[Challenge] Copy out these records verbatim, every line without any change.

Coordinate annotation records:

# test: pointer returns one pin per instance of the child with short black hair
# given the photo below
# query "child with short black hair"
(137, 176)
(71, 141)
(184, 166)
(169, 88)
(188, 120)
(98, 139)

[Task answer]
# test: pointer returns one pin per instance of the child with short black hair
# given the photo below
# query "child with short black hair"
(137, 176)
(71, 141)
(184, 166)
(169, 88)
(188, 120)
(98, 139)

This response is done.